Output all of the data verbatim.

(The input begins)

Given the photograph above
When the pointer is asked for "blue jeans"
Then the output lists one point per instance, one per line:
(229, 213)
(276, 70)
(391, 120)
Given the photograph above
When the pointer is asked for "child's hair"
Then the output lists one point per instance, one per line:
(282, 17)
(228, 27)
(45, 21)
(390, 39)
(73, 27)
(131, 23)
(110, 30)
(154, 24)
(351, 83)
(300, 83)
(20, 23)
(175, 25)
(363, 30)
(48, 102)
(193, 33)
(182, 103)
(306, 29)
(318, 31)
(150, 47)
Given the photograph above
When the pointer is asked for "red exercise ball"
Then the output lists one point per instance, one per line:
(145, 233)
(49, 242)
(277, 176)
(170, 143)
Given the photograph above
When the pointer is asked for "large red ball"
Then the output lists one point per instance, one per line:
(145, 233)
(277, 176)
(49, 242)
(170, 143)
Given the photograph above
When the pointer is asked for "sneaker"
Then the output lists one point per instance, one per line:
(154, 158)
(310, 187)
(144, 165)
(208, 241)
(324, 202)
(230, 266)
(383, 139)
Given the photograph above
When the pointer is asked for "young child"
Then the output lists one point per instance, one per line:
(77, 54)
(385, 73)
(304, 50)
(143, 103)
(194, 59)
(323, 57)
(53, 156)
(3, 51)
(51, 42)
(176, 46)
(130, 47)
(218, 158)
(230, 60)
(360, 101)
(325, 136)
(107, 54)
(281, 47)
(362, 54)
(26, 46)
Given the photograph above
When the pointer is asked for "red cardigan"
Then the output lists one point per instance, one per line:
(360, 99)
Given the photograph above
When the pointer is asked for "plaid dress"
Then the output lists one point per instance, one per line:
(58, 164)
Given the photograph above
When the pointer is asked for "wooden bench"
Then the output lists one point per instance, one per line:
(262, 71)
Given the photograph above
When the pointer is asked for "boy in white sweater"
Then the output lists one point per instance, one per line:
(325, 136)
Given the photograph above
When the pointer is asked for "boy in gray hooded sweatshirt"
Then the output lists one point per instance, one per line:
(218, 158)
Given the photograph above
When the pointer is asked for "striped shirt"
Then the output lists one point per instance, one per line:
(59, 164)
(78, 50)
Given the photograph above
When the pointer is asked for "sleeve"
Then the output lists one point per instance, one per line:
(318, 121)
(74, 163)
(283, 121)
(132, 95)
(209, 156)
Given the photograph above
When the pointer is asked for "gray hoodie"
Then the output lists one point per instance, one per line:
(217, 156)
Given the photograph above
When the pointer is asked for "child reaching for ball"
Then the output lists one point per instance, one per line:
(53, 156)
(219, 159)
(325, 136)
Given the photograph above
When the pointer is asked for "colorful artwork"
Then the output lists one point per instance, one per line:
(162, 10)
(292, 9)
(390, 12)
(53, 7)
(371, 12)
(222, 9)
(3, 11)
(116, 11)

(The input ends)

Answer box =>
Given the photograph above
When the pointer is asked for "blue jeans"
Then the output lists one point per instance, one per line:
(229, 213)
(276, 70)
(391, 120)
Given the photograph above
When the pointer is asked for "child's hair"
Then the output lists one point per instance, one per line:
(282, 17)
(228, 27)
(45, 21)
(390, 39)
(73, 27)
(131, 23)
(110, 30)
(154, 24)
(351, 83)
(300, 83)
(20, 23)
(175, 25)
(363, 30)
(48, 102)
(193, 33)
(182, 103)
(306, 29)
(318, 31)
(150, 47)
Given the photograph above
When the pointer is asked for "red exercise ball"
Then the output lists one point per instance, one per line:
(145, 233)
(49, 242)
(277, 176)
(170, 143)
Given the photograph above
When the pointer is asked for "large red ball"
Then the output lists one point per instance, one per line:
(145, 233)
(277, 176)
(49, 242)
(170, 143)
Given the photograph above
When the pointer is asked for "sneaker"
Then the output lists one point per instance, one per line:
(154, 158)
(310, 187)
(144, 165)
(208, 241)
(324, 202)
(230, 266)
(383, 139)
Given the photograph above
When the pointer is asked for "young child"
Then the output lists one point per instance, one per line:
(77, 54)
(385, 73)
(304, 50)
(143, 103)
(194, 59)
(323, 57)
(53, 156)
(3, 51)
(51, 42)
(176, 46)
(130, 47)
(218, 158)
(230, 60)
(360, 101)
(325, 136)
(107, 54)
(281, 47)
(362, 54)
(26, 46)
Given the photograph above
When the pointer is asked for "red cardigan"
Then the output lists one point per instance, one per line:
(360, 99)
Given the photograph above
When the pointer is asked for "plaid dress"
Then the output lists one point per instance, one per line:
(58, 164)
Given the photograph above
When the pointer is asked for "wooden bench"
Then the output lists one point per instance, one per line:
(262, 71)
Given the photograph above
When the pointer is asked for "boy in white sweater"
Then the output lists one point per instance, one per line:
(325, 136)
Given the photograph above
When the pointer is asked for "boy in gray hooded sweatshirt"
Then the output lists one point per instance, one per line:
(218, 158)
Given the photograph above
When the pointer is asked for "striped shirt"
Then the output lists one point per instance, one per line:
(59, 164)
(78, 50)
Given the photograph above
When the pointer is asked for "sleeve"
Then the output lists one point per instance, one per line:
(318, 121)
(74, 163)
(283, 121)
(132, 95)
(209, 156)
Given the photograph above
When the pointer is asked for "gray hoodie"
Then the output lists one point per instance, one per line:
(217, 156)
Given the photograph above
When the pointer is asked for "child reaching for ball"
Then the output lists one point per instance, one per line:
(53, 156)
(219, 159)
(325, 136)
Given the photograph above
When the pointer is asked for "colorful artwork"
Then the output lists one point per instance, one per line:
(162, 10)
(292, 9)
(390, 12)
(53, 7)
(371, 12)
(222, 9)
(3, 11)
(116, 11)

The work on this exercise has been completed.